Istruzioni del compito –
(1) Le affermazioni seguenti concordano con il brano su Federico II in Puglia? Per ciascuna rispondi sì o no e cita alla lettera le parole del brano che lo stabiliscono. (a) I primi rapporti di Federico con la Puglia risalgono al 1220. (b) Di fatto la corte di Federico II restava stabilmente a Palermo. (c) Dopo le assise di Capua, Federico conosceva a fondo il regno.
(2) Ricopia dal brano su Federico II in Puglia il passo che comincia con "Senza dubbio, per" e prosegue fino a "fuori della Sicilia.".

Senza dubbio, per il numero e la durata delle sue frequentazioni, appare questa la regione preferita dall’imperatore; ve n’erano d’altra parte ottime ragioni, essendoci in Puglia le riserve di caccia preferite da Federico.

I primi rapporti dello svevo con questa regione risalgono al 1220, poco dopo la “presa di possesso” del regnum meridionale e la proclamazione delle Assise di Capua.

Sin da allora, infatti, verrà accentuandosi la caratteristica principale della corte di Federico II, quella di essere una “corte itinerante”, nominalmente residente a Palermo, ma di fatto al seguito dell’imperatore impegnato, vuoi per impegni bellici, vuoi per affari politici, vuoi per la caccia o il diletto, al di fuori della Sicilia.

Subito dopo aver promulgato le assise, infatti, da Capua Federico andò vagando per il regno, di cui aveva imperfetta conoscenza, essendo vissuto fino allora in Sicilia e nelle terre germaniche.

Sezione dati –
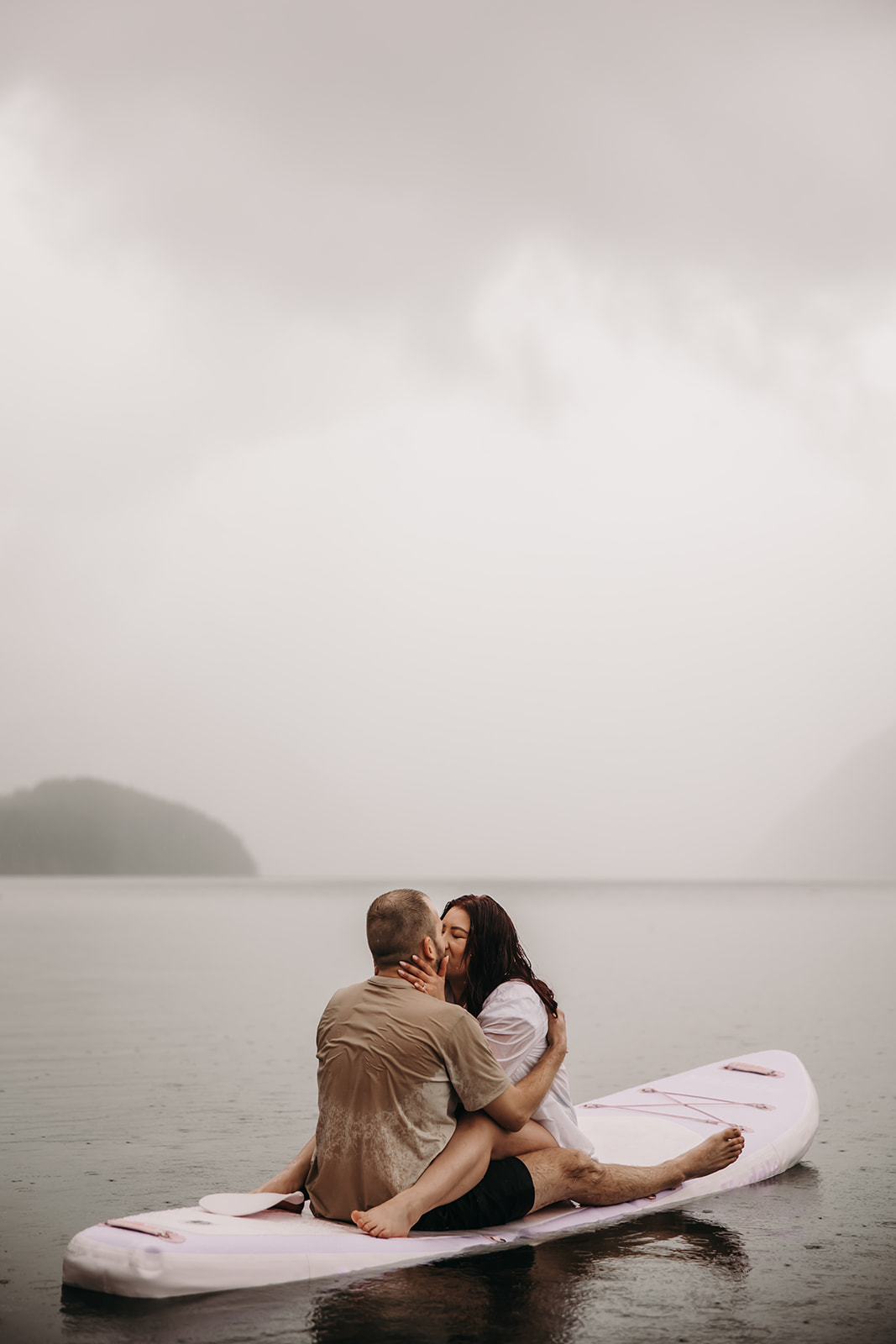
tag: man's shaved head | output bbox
[367,887,441,970]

Risposte per compito –
(1)
(a) Sì: "I primi rapporti dello svevo con questa regione risalgono al 1220"
(b) No: "nominalmente residente a Palermo, ma di fatto al seguito dell’imperatore"
(c) No: "di cui aveva imperfetta conoscenza"

(2)
Senza dubbio, per il numero e la durata delle sue frequentazioni, appare questa la regione preferita dall’imperatore; ve n’erano d’altra parte ottime ragioni, essendoci in Puglia le riserve di caccia preferite da Federico.

I primi rapporti dello svevo con questa regione risalgono al 1220, poco dopo la “presa di possesso” del regnum meridionale e la proclamazione delle Assise di Capua.

Sin da allora, infatti, verrà accentuandosi la caratteristica principale della corte di Federico II, quella di essere una “corte itinerante”, nominalmente residente a Palermo, ma di fatto al seguito dell’imperatore impegnato, vuoi per impegni bellici, vuoi per affari politici, vuoi per la caccia o il diletto, al di fuori della Sicilia.